* **Records for the exercise**
• • •

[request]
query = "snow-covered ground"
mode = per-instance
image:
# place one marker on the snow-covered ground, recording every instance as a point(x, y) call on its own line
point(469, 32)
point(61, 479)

• • •

* **Problem to work on**
Turn the lines of the records above into a numbered list, leaving out any blank lines.

* **Full answer**
1. [request]
2. query = "snow-covered ground"
3. mode = per-instance
4. image:
5. # place one marker on the snow-covered ground, recording every instance as a point(x, y) call on its own line
6. point(469, 32)
7. point(61, 479)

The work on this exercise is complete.